- TASK TO CARRY OUT -
Every line from the one with "white egg with blue stripes -> point" through the end of the records below should be restated word for word, and nothing outside that span.

- DATA ENTRIES -

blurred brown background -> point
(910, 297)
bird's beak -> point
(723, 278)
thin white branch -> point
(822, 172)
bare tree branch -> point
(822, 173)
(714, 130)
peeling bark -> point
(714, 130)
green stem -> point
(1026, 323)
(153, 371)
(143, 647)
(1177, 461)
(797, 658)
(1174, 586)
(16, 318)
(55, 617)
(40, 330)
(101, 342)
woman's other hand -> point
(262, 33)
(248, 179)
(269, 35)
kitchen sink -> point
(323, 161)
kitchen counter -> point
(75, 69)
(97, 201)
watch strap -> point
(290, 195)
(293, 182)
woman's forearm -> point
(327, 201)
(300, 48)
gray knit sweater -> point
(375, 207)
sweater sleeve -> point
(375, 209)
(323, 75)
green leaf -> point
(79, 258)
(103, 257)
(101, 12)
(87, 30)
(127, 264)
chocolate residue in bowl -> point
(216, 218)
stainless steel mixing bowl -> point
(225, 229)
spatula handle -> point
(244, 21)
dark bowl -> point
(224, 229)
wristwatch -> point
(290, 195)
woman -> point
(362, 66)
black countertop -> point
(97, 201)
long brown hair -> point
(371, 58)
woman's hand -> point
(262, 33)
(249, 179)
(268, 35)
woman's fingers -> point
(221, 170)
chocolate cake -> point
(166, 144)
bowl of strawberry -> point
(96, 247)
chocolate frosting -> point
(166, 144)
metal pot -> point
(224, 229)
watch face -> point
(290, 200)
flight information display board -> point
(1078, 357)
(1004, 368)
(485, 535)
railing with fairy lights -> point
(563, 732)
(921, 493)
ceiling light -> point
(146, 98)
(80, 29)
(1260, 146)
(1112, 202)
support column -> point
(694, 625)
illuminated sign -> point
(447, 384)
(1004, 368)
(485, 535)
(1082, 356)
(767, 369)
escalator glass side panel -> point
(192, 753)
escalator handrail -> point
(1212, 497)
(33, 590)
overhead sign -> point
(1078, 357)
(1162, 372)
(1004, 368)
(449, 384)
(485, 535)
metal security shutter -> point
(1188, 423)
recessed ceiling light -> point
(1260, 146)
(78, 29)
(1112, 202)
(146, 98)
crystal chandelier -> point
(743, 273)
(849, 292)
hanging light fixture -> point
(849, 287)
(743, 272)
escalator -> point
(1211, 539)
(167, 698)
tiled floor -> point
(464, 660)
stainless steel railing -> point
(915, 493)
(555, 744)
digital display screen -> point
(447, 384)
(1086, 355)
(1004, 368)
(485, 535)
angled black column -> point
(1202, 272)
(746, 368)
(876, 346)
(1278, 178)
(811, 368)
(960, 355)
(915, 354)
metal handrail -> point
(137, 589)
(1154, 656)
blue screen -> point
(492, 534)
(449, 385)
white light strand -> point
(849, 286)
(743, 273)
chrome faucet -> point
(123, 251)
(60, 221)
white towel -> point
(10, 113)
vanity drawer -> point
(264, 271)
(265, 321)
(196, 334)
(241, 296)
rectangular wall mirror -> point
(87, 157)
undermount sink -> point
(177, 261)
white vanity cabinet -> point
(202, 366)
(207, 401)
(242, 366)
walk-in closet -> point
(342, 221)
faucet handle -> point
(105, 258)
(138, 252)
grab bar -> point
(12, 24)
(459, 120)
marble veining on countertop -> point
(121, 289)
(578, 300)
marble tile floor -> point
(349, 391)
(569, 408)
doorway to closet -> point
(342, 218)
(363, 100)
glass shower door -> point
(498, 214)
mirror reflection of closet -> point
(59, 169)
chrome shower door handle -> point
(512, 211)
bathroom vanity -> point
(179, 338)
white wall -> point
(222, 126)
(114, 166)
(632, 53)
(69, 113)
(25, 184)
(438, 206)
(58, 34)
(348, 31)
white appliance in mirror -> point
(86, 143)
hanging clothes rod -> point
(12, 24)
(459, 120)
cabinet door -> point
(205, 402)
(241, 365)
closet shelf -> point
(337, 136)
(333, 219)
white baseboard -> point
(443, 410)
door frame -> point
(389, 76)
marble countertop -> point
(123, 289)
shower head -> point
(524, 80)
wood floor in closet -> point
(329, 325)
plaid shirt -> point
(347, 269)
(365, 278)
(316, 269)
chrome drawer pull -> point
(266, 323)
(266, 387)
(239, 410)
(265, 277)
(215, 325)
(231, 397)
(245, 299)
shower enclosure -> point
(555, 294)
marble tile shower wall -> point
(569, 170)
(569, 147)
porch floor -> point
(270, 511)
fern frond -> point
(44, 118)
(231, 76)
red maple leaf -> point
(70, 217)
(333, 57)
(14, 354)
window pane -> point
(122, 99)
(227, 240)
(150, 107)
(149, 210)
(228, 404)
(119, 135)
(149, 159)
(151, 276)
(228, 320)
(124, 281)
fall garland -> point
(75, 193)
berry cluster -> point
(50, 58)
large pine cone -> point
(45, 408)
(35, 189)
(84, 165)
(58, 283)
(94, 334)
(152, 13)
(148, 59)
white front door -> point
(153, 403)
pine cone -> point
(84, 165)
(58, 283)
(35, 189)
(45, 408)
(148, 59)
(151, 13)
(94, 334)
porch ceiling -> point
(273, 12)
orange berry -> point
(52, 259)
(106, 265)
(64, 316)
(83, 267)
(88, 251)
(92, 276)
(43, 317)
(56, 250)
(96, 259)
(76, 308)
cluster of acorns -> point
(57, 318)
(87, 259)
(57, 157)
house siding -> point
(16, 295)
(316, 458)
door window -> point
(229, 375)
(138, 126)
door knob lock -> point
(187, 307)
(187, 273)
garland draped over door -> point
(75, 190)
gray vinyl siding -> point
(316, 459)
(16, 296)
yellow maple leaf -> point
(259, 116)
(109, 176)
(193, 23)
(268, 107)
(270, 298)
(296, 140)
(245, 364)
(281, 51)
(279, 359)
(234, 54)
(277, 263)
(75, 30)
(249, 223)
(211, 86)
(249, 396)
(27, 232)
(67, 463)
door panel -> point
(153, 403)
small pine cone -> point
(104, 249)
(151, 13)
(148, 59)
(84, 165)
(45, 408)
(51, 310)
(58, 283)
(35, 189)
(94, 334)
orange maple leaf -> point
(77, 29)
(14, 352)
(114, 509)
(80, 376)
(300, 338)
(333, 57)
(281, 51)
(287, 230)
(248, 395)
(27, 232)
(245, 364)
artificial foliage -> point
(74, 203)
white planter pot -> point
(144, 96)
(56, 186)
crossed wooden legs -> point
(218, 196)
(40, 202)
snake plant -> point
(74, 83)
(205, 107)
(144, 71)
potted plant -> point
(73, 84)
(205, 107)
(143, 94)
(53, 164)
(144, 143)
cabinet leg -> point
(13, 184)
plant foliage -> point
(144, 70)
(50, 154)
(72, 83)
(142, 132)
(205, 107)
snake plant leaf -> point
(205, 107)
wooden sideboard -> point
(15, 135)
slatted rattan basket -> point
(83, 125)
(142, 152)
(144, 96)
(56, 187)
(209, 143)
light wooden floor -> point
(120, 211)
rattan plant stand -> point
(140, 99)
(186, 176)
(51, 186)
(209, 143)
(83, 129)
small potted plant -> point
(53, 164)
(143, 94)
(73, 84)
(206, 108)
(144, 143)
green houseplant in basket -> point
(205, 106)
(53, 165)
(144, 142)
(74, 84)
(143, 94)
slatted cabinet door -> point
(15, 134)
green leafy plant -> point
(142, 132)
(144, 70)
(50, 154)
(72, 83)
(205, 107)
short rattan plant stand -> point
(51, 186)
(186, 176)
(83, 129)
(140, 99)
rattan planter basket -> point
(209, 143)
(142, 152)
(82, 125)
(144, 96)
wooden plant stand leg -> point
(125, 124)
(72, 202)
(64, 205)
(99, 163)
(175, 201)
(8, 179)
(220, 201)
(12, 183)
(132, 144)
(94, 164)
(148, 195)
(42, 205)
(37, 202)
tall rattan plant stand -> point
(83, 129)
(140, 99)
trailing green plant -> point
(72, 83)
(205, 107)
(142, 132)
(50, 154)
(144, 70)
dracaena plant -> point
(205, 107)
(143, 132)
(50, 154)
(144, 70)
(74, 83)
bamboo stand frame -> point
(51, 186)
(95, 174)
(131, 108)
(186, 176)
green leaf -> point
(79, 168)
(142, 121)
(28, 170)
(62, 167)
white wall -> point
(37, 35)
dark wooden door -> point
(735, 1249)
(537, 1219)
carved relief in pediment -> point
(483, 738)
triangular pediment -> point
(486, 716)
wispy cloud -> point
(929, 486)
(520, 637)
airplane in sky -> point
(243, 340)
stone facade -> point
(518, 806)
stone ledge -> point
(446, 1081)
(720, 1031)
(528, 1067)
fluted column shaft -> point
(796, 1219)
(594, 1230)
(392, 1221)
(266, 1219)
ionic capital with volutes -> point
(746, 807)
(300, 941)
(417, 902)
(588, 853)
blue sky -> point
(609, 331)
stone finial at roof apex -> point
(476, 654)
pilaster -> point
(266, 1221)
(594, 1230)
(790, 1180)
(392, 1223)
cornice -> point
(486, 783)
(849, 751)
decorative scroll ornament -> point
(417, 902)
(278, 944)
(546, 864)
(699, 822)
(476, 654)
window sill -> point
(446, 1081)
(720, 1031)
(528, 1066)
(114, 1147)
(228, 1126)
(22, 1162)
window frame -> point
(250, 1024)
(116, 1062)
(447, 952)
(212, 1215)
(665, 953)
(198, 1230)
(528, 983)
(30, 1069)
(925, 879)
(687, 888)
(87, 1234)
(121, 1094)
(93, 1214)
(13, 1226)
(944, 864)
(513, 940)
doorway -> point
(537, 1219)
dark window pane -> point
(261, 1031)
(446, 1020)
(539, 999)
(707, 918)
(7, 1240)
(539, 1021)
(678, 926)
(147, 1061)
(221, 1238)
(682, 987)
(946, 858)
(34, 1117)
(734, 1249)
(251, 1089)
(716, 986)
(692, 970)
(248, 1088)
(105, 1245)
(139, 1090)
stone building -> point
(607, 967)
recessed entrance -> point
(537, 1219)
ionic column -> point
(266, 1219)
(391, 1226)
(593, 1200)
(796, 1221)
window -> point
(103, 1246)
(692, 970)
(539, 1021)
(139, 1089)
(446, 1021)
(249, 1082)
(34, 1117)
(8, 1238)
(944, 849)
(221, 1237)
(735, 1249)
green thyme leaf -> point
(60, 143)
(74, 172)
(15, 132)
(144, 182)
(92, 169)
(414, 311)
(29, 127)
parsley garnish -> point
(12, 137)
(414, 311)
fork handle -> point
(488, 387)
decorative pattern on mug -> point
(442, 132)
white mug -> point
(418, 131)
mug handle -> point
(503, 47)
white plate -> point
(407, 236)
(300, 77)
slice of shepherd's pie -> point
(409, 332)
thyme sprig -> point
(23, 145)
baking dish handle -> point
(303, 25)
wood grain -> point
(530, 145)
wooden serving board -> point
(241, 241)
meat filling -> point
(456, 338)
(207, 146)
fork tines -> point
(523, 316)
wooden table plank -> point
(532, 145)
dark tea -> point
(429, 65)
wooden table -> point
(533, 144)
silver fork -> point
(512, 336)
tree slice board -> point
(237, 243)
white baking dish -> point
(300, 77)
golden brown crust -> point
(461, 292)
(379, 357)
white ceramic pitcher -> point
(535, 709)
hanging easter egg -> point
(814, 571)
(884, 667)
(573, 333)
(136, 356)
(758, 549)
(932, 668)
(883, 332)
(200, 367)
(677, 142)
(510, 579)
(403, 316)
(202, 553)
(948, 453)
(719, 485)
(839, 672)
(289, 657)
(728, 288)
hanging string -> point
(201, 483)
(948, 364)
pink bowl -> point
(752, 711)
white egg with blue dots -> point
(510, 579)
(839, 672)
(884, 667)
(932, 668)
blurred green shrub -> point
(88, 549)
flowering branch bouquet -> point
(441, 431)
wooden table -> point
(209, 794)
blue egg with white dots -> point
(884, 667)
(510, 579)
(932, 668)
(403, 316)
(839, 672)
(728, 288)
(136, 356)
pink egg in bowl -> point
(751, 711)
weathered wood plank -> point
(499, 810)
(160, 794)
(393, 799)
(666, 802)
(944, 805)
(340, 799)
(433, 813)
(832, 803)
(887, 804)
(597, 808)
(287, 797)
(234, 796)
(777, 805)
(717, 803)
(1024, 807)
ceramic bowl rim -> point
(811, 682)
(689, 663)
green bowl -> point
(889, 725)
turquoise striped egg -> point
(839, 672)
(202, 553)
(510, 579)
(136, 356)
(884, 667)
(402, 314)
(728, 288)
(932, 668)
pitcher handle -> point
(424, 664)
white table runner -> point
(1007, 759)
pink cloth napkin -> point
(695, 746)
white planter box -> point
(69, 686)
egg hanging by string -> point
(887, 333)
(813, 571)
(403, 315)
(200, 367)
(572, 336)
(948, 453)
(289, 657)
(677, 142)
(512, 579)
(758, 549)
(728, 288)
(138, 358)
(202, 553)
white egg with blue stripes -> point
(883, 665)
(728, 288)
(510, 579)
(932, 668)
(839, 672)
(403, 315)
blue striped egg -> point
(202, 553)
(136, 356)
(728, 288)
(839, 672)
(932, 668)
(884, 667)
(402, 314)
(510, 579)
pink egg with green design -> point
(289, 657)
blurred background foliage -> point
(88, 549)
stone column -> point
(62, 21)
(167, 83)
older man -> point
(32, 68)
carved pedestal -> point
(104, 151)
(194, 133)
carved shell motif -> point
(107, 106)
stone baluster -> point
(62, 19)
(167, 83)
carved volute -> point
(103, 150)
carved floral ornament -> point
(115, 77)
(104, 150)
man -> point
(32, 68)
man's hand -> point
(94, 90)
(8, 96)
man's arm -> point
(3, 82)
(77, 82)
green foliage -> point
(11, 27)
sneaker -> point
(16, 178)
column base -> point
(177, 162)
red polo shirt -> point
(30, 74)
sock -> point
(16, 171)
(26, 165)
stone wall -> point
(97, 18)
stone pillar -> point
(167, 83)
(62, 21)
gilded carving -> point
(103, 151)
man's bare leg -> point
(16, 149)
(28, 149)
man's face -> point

- COMPLETED EXERCISE -
white egg with blue stripes -> point
(883, 665)
(728, 288)
(510, 579)
(932, 668)
(839, 672)
(403, 315)
blue striped egg -> point
(202, 553)
(136, 356)
(728, 288)
(839, 672)
(932, 668)
(884, 667)
(402, 314)
(510, 579)
pink egg with green design -> point
(289, 657)
blurred background foliage -> point
(88, 549)
stone column -> point
(62, 21)
(167, 83)
older man -> point
(32, 68)
carved pedestal -> point
(104, 151)
(194, 133)
carved shell motif -> point
(107, 106)
stone baluster -> point
(62, 19)
(167, 83)
carved volute -> point
(103, 150)
carved floral ornament -> point
(115, 77)
(104, 150)
man -> point
(32, 68)
man's hand -> point
(94, 90)
(8, 96)
man's arm -> point
(3, 82)
(77, 82)
green foliage -> point
(11, 27)
sneaker -> point
(16, 178)
column base -> point
(177, 162)
red polo shirt -> point
(30, 74)
sock -> point
(16, 171)
(26, 165)
stone wall -> point
(97, 18)
stone pillar -> point
(167, 83)
(62, 21)
gilded carving -> point
(103, 151)
man's bare leg -> point
(16, 149)
(28, 149)
man's face -> point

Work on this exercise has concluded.